[Document section — start]
Protester 1: “I think what we’re showing here is that we’re resilient, we’re going to persevere, and no matter what court ruling comes out or what Mayor Bloomberg and his billionaire friends may say about us, our message of economic justice and democracy is resonating with a wide sector of society.”
Protester 2: “This does not feel like a victory to me at all. I have been fighting here for 17 hours straight, since two in the morning today. It is now seven o’clock, and I’ve been here all day. I barely got a chance to sit down, eat a good meal, get some—I’m so thirsty right now, and I can’t even go inside, because I have a backpack.”
Around 200 people were arrested in the police raid on Zuccotti Park yesterday. At a news conference, New York City Mayor Michael Bloomberg defended the arrests, calling it an issue of public safety.
[Document section — finish]
### [Questions to answer]
1 > From the Zuccotti Park passage, quote the part that opens with the words containing "Around 200 people" and closes with "of public safety.".
2 > Answer these questions using the Zuccotti Park passage:
(a) For how many hours straight does the second protester say they have been fighting?
(b) About how many people were arrested in the police raid?
(c) What issue did Mayor Bloomberg say the arrests were about?
[Data excerpts — start]
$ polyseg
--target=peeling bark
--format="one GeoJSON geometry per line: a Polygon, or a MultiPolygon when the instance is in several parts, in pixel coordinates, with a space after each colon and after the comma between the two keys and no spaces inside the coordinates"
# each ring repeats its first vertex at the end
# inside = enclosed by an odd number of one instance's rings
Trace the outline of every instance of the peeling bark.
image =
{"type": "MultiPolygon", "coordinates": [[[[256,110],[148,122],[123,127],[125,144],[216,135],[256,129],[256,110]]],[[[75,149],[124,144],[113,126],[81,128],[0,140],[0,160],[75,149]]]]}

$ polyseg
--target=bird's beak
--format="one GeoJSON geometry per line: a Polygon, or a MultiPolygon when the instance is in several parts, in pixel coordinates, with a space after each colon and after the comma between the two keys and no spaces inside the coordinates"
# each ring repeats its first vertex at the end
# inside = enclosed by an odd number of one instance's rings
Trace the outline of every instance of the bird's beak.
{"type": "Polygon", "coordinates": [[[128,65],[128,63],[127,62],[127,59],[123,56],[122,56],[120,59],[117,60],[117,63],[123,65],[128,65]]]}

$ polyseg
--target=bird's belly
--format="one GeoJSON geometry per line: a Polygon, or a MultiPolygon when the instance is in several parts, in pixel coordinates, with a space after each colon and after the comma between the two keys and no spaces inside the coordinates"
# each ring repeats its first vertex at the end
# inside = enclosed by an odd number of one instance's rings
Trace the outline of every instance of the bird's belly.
[Data excerpts — finish]
### [Exercise responses]
1 >
Around 200 people were arrested in the police raid on Zuccotti Park yesterday. At a news conference, New York City Mayor Michael Bloomberg defended the arrests, calling it an issue of public safety.

2 >
(a) 17 hours
(b) Around 200
(c) Public safety